Lawrence Awuley Quaye (born 22 August 1984), or simply Lawrence, is a professional footballer who plays as a central midfielder.

Born in Ghana, Quaye gained Qatari citizenship and represented the Qatar national team. He became known as Anas Mubarak () after becoming a Qatari citizen.

Club career

Early career
Born in Accra, Quaye began his career with Liberty Professionals. In January 2003 he was signed by French Ligue 2 side Saint-Étienne. He played his first Ligue 2 match and first league start on 8 March 2003, a 1–1 draw with Wasquehal. He scored his only goal for the club on 6 December 2003, scored the only goal of the match against Gueugnon.

Al-Gharafa
He then left for Qatari club Al-Gharafa.

He played 5 times in 2006 AFC Champions League, and scored twice (1 goal each) against Al-Karamah on matchday 3 & 4. He missed matchday 5 due to injury.

He also a regular starter in 2008 and 2009 edition, played 4 and 5 games respectively. In 2010 edition, he only played in the both legs of the quarter-finals, losing to Al-Hilal 4–5 in aggregate.

→ WHAT YOU NEED TO DO
**a)** According to the footballer biography, which club signed Quaye in January 2003?
**b)** Write out the footballer biography's passage starting at "He played 5" and ending at "4–5 in aggregate.", swapping "injury" for "suspension".
The data that follows comes from a different source than the footballer biography.

→ SUPPLIED INFORMATION
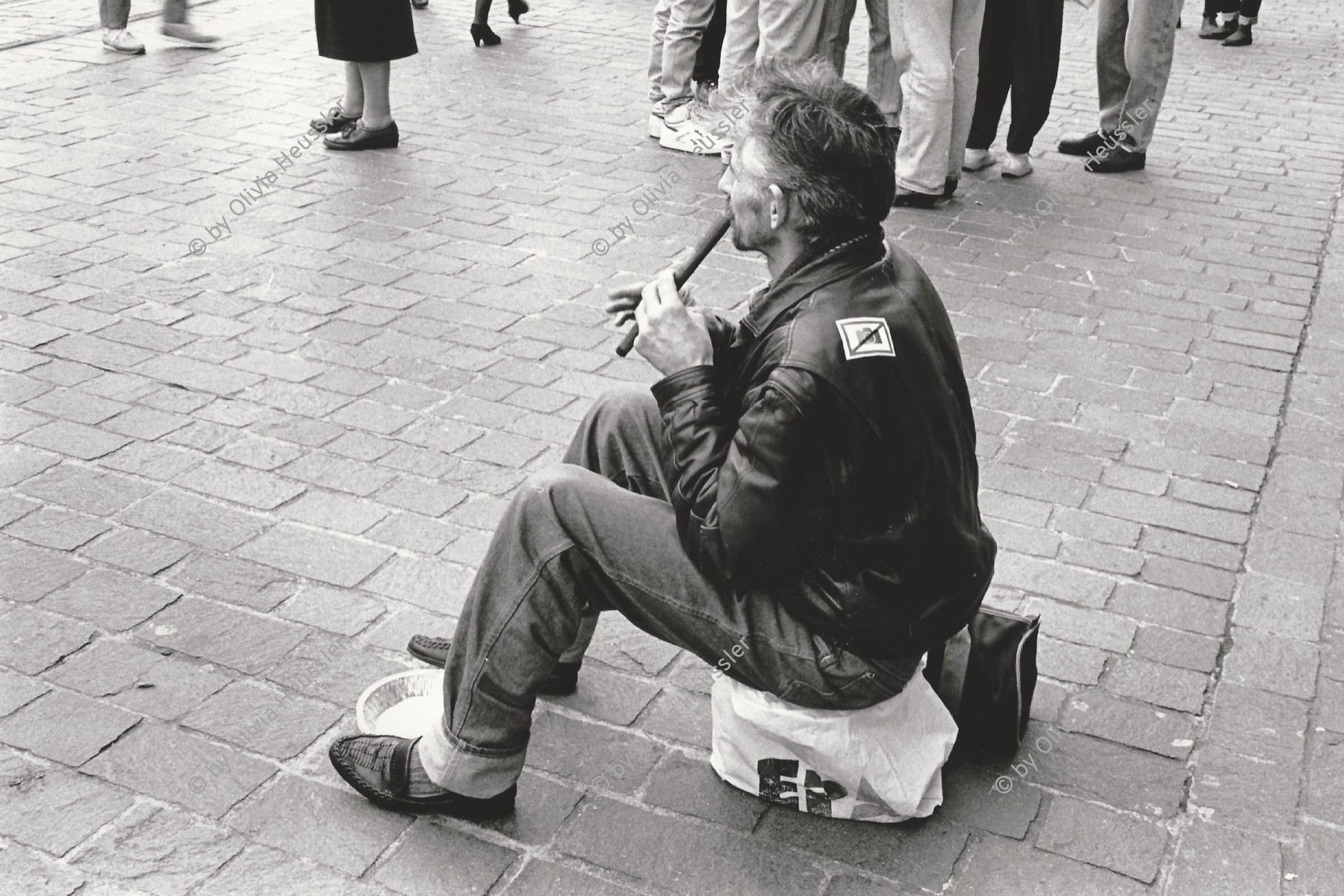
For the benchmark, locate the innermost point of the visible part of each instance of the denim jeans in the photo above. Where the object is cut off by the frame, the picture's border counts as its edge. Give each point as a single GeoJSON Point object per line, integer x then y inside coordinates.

→ TASK-BY-TASK SOLUTIONS
**a)** French Ligue 2 side Saint-Étienne signed him.

**b)**
He played 5 times in 2006 AFC Champions League, and scored twice (1 goal each) against Al-Karamah on matchday 3 & 4. He missed matchday 5 due to suspension.

He also a regular starter in 2008 and 2009 edition, played 4 and 5 games respectively. In 2010 edition, he only played in the both legs of the quarter-finals, losing to Al-Hilal 4–5 in aggregate.